India Moves Its Missile Defense System Into Ladakh
India, China stand-off may have long term repercussions on the politics and geography of the region, independent observers say
India on Saturday deployed advanced quick-reaction surface-to-air missile defense systems, called Akash, on its borders with China in the northern Himalayan region of Ladakh.
The deployment comes as the Indians claim that the Chinese side was increasing fighter aircraft and helicopter activities along the Line of Actual Control (LAC), de facto border of India and China in the disputed region of Jammu and Kashmir in the Himalayan Valley.
“As part of the ongoing build-up in the sector, the air defense systems of both Indian Army and the Indian Air Force have been deployed in the sector to prevent any misadventure by the Chinese Air Force fighter jets or the People’s Liberation Army (PLA) choppers there,” confirmed government sources to a local news agency.
Akash is said to be a medium-range mobile surface-to-air missile defense system. Their deployment comes even as India and China are holding rounds of discussion to de-escalate the situation at the LAC.
On Monday, the Indian Army also allowed the holding corps to use firearms at the LAC, in “extraordinary circumstances”.
“There is no change in the rules as such. Our side will only react to provocations and in case of extraordinary circumstances,” Lt. Gen. Vinod Bhatia, the former Indian director-general of the military operations, told Anadolu Agency earlier.
Meanwhile, in a show of support for India and challenging China, the U.S. has reportedly moved three super carrier battle groups into the Indo-Pacific region. The last time there were three US aircraft super-carrier groups in the Pacific ocean was three years ago because of North Korea, a local newspaper wrote.
Independent observers say the stand-off may have long term repercussions on the politics and geography of the region.

(Region pointing data)
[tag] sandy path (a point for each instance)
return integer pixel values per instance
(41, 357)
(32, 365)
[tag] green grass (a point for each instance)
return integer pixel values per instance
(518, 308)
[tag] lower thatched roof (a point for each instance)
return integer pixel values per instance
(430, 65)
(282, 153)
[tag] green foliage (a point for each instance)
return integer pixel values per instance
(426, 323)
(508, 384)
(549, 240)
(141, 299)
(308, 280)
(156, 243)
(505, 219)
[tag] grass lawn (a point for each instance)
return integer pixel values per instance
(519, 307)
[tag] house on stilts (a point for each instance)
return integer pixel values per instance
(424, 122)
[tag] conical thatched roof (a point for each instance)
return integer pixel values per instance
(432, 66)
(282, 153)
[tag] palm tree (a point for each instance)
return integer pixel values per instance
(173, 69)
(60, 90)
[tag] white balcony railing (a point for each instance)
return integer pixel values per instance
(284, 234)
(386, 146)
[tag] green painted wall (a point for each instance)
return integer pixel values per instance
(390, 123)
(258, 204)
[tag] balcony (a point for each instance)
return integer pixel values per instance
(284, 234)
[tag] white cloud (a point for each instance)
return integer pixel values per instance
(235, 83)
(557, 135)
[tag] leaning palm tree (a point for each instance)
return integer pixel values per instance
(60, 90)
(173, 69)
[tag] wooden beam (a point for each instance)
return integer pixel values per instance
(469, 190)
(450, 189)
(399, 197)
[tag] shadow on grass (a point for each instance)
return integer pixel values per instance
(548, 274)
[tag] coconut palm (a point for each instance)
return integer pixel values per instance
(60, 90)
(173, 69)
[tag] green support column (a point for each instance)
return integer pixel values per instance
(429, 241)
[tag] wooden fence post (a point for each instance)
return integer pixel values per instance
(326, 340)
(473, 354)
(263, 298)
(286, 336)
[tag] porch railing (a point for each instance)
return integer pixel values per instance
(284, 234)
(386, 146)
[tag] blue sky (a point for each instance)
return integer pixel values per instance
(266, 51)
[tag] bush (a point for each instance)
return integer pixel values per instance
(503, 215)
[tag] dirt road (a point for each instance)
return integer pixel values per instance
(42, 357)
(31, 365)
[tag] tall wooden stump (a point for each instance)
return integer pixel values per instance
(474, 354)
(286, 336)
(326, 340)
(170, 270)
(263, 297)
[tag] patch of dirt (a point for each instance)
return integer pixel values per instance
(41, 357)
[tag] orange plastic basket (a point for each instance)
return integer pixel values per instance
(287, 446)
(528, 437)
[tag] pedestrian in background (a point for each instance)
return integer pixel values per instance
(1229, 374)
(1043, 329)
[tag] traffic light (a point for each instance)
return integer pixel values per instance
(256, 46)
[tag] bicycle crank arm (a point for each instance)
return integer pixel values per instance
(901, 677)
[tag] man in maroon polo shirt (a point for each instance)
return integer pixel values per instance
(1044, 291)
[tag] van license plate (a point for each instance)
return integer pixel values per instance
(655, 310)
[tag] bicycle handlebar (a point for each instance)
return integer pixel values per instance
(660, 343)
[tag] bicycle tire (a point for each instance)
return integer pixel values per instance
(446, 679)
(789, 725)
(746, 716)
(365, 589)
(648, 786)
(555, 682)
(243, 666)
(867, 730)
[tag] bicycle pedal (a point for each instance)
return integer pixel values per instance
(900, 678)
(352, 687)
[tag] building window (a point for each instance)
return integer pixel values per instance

* Exercise instructions *
**a)** In the article on India's missile deployment in Ladakh, what is the Line of Actual Control described as?
**b)** List every country named in the article on India's missile deployment in Ladakh.
**c)** Proceed with the article on India's missile deployment in Ladakh, picking up after its last sentence.

* Answers to this exercise *
**a)** The de facto border of India and China in the disputed region of Jammu and Kashmir in the Himalayan Valley.

**b)** India, China, the United States, North Korea

**c)**
Ladakh and Kashmir Valley are posited in the Himalayan Range where the world’s third largest glacial estate resides and therefore is called the Third Pole. Other two being North Pole and South Pole.
The region is the water tower for several countries, including India and Pakistan, and an entry/exit point of the multibillion dollar Pakistan China Economic Corridor (CPEC) passing through Gilgit-Baltistan and China’s Khasghar city.
Ibrahim Wani, a professor of South Asian Studies, sees a link between the standoff and India’s opposition to China’s economic ambitions under CPEC. “These events and casualties are actually symptoms of the developing arc of escalation. This arc runs from Gwadar (a port city in Pakistan being developed under CPEC) to Galwan. The escalation is connected to the competing political economic interests and alignments.”
“We seem to be moving in the direction of pre-WWII situation”, a senior Pakistani defense official told DesPardes earlier. He was commenting on the situation in the Himalayan Valley post-Delhi’s abrogation of its special status.
Things have been moving one step forward, two steps backward in the region amid Pakistan’s stance for “enduring stability in the region” — a doctrine Pakistan Army Chief Gen. Bajwa presented –observers call it akin to looking toward horizon not a treetop view.
“That’s a nation island and a proverbially “where all can live peacefully and happily ever after”.
That would mean resolving all disputes, not just differences. Kashmir remains one of the unfinished agenda since decades, when the British left the subcontinent by dividing it into Pakistan and India.
Last week, a senior Pakistani defense official posted in the Middle East told DesPardes, “We’ve to fight for Kashmir. No one will give us on a platter”.
(Both senior Pakistani defense officials spoke on condition of anonymity as they’re not authorized to comment officially).